··· Text segment

The Flying Object Brand Marketing 101: Part 3 - Brand vs Performance 

The key concepts in brand marketing, from a Flying Object point of view 


A few months back, Airbnb caused a wave of controversy in the advertising trade press by announcing that they would be adjusting their strategy to cut down on performance advertising spend, and upping brand spend. The rationale was simple: they’d reduced performance spend through the pandemic, not seen much impact on their baseline numbers, and concluded that those performance ads, therefore, weren’t effective.

Now, that doesn’t sound particularly controversial. So why the fuss? That’s because what Airbnb did ran against a very powerful narrative of the last couple of decades, which has seen brands increase their performance marketing either at the expense of, or simply in excess of, their brand spend. 

Airbnb logo illustration

Back up: what do we mean by performance and brand advertising?

Broadly speaking, performance advertising is designed to get people to take a direct action - click through to this site, sign up, buy this. Its goals are short term and its focus is on volume. Brand advertising is designed to get people to think about a brand - creating new associations, or cementing and remembering ones that already exist. Its goals are long term, and the focus is on quality. 

Successful brands do both. But the last 10-20 years has seen huge advances in performance, particularly in terms of targeting and reporting. This has created an ever-greater gap in how the two tactics fulfil  expectations from marketers. This is the measurement quandary.

······
··· Data section

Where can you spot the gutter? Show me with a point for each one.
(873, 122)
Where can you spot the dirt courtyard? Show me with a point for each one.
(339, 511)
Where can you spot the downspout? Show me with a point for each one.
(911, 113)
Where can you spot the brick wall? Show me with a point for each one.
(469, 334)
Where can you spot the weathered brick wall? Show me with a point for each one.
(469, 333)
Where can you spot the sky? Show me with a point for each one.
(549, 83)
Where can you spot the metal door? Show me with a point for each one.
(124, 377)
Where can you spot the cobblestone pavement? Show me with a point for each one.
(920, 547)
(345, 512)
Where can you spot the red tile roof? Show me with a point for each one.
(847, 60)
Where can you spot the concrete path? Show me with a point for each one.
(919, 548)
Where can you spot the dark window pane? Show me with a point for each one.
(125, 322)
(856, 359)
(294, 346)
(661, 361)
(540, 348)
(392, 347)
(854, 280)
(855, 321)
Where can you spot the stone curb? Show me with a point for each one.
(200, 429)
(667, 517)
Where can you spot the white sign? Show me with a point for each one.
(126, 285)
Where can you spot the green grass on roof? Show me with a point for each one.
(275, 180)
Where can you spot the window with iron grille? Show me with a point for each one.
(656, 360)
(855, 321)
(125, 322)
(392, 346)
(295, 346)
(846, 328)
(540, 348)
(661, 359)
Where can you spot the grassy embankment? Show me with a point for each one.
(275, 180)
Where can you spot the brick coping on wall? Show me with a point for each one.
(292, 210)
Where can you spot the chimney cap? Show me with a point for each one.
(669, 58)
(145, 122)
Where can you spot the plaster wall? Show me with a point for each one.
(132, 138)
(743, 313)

······
··· Data section

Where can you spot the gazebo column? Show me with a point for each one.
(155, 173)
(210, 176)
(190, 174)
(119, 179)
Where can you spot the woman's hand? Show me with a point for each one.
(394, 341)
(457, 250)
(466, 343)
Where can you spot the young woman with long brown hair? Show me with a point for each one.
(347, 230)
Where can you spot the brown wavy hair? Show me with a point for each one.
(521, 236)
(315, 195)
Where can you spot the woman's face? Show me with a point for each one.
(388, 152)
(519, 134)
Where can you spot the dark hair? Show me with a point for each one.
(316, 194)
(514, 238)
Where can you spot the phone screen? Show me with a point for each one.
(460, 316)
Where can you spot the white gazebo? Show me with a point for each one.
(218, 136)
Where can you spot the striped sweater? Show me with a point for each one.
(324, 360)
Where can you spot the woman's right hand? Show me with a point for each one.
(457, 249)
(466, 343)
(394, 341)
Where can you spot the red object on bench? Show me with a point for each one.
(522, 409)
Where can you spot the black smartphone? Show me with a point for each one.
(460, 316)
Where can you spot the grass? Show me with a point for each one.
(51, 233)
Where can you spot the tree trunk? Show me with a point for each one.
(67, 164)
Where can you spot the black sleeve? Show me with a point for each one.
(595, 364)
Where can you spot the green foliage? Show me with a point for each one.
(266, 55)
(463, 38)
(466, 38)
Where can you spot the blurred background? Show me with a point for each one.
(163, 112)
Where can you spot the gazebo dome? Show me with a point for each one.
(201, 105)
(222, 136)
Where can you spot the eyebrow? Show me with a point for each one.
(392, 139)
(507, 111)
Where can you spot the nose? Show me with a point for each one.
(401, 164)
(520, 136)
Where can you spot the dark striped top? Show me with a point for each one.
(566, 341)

······

## What you need to do
1. Do these statements agree with the article on brand versus performance advertising? Answer yes or no for each, quoting the words of the article that decide it.
(a) Airbnb cut its performance spend during the pandemic and saw little change in its baseline numbers.
(b) Brand advertising aims at short-term goals.
(c) Performance advertising puts its focus on quality.
2. Resume the article on brand versus performance advertising from where it stops.

## Replies
1.
(a) Yes: "they’d reduced performance spend through the pandemic, not seen much impact on their baseline numbers"
(b) No: "Its goals are long term, and the focus is on quality."
(c) No: "Its goals are short term and its focus is on volume."

2.
The great measurement quandary 

Let’s say I’m Flying Object’s CMO, and I’m running a performance campaign to get you to sign up to our newsletter. (Which you can do here. Just saying). I could run a series of ads that follow you around different sites; try dozens of different variations of copy and design; find out about your behaviour, and when you do click through, measure exactly how far you get through the signup flow and what happens after that. I could do all this in real time, count absolutely everything with near-perfect accuracy, and automatically adapt the rest of the campaign to learn from what worked on you to other people.  Wonderful - right?

Importantly, I can then take all these metrics to my colleagues, use it to prove how good I am at my job, and quickly adapt and change my marketing strategy. My non-marketing colleagues will be impressed at how data-driven I am. Promotions all round!

However, if I wanted you to hire Flying Object as your new agency, I’ll need a different approach. I might do a campaign for this, or support sales efforts, or win PR, all to try to get you to think better about our brand. The metrics on all of these are a lot harder to measure, and many of the best ones require asking you what you think, which is a lot less data driven than a bunch of realtime statistics coming out of a programmatic server. I’d also need to launch projects and wait, with highly limited ability to adapt to things happening in real time. Maybe that promotion isn’t in the bag after all. 

Now, it’s important to note that those brand efforts haven’t necessarily failed. I just am finding it harder to prove that they’ve worked. But ultimately they’re more important, because it doesn’t matter how many newsletter signups we have, our company doesn’t make money without winning clients. 

This example is simple, but in many cases, brand and performance are ultimately pointing at the same thing - sales - and unpicking the effect of the two is very hard. So, the obvious thing to do is to find concrete data and trust that. And that data is coming from performance.

You need to do both

The conclusion is obvious. But actually doing it is hard. Remember Airbnb: as we noted in our blog post of the time, it took CEO Brian Chesky to make the decision around the change of direction; and as the boss, Chesky wasn’t worrying about promotions.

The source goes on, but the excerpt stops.